> **What the task requires**
Omit the images, then output each of the records below exactly.

[Referring expression data]
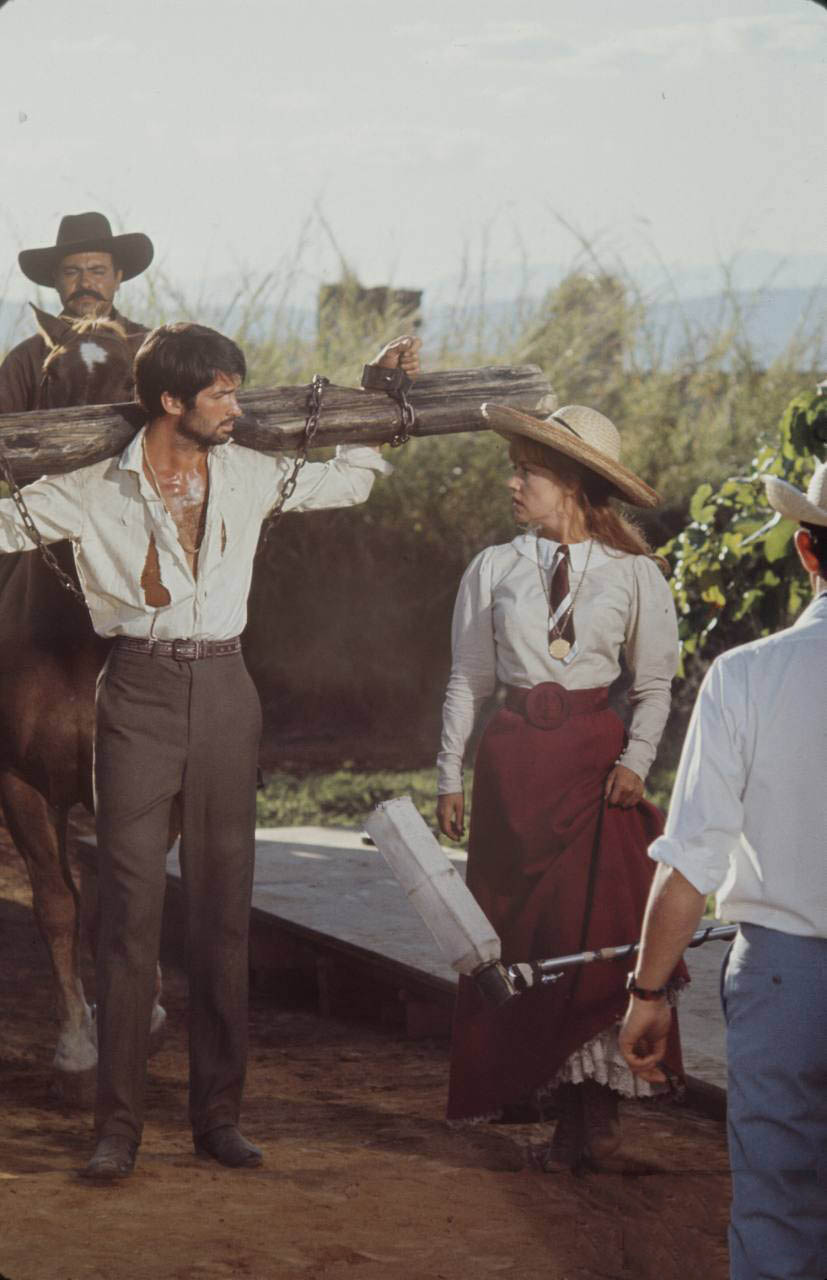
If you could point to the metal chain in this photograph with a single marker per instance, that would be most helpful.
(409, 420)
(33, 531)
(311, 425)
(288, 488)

> **Result of this exercise**
If you could point to the metal chain in this photograph with a single marker per instance, that would be most helpful.
(409, 420)
(33, 531)
(311, 425)
(288, 488)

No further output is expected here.